• Задание
Перепишите все записи ниже, заменив «photo» на «image» и больше ничего не меняя. Изображения в ответ не включайте.

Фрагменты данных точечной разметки
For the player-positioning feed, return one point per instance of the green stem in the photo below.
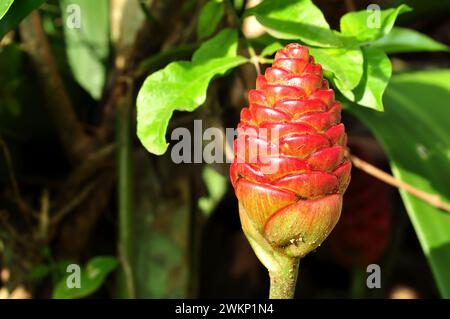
(358, 289)
(284, 280)
(125, 195)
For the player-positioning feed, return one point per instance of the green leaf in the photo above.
(92, 278)
(295, 19)
(346, 64)
(377, 72)
(216, 185)
(371, 24)
(182, 86)
(4, 7)
(407, 40)
(414, 132)
(16, 13)
(271, 49)
(209, 17)
(87, 44)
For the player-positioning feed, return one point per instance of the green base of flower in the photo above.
(283, 270)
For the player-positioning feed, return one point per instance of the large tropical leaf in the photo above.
(414, 130)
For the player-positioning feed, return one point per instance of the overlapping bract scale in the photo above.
(290, 170)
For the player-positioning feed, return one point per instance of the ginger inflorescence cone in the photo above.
(289, 170)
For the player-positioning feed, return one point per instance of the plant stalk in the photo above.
(125, 196)
(283, 281)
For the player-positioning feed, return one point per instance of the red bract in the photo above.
(290, 177)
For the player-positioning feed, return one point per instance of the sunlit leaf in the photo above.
(182, 86)
(295, 19)
(414, 132)
(371, 24)
(345, 64)
(377, 72)
(18, 10)
(4, 7)
(87, 44)
(92, 278)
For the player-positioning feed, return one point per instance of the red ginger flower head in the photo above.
(289, 171)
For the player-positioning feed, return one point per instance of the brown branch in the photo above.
(22, 205)
(70, 131)
(431, 199)
(74, 203)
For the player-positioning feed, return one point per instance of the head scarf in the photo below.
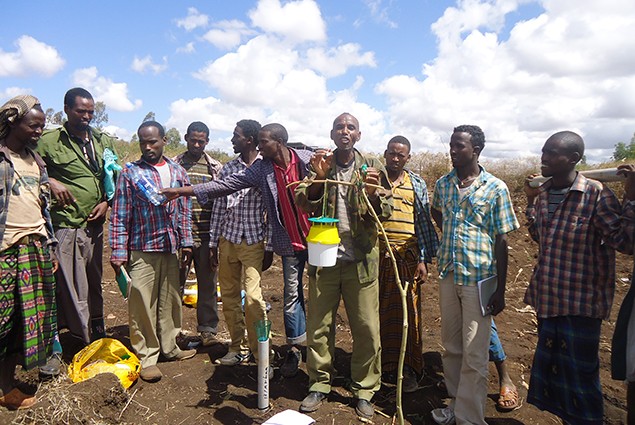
(14, 110)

• Ответ
For the player-positioning feed, return one point per instance of the green stem in the image below.
(358, 289)
(284, 280)
(125, 195)
For the player-positioning feed, return one point per instance of the green leaf in the image above.
(92, 278)
(295, 19)
(346, 64)
(377, 72)
(216, 185)
(371, 24)
(182, 86)
(4, 7)
(407, 40)
(414, 132)
(16, 13)
(271, 49)
(209, 17)
(87, 44)
For the player-positioning feed, return one point per instance of the green base of flower in the image above.
(283, 270)
For the player-positioning feed, return one point per instance of the large tropical leaf in the image above.
(414, 130)
For the player-positioning feed, return one point per instance of the overlapping bract scale in the image above.
(290, 170)
For the player-positioning feed, return one point per instance of the ginger inflorescence cone in the image above.
(289, 170)
For the player-positioning feed, return one point per instance of the plant stalk in the image above.
(125, 196)
(283, 281)
For the player-positioning feed, return one point per instance of the red bract in the image above.
(290, 177)
For the player-positioning feed, return one point per instance of the sunlit leaf in the image above.
(182, 86)
(295, 19)
(414, 132)
(371, 24)
(345, 64)
(377, 72)
(18, 10)
(4, 7)
(87, 44)
(92, 278)
For the player-positioning feed, return one point per instance of the red ginger flower head in the image above.
(289, 171)
For the player-positioning feed, return one point per instance of the brown branch in the image above.
(22, 205)
(70, 131)
(431, 199)
(74, 203)
For the player-positioning feed, return one point per instance of the head scarf in the image below.
(14, 110)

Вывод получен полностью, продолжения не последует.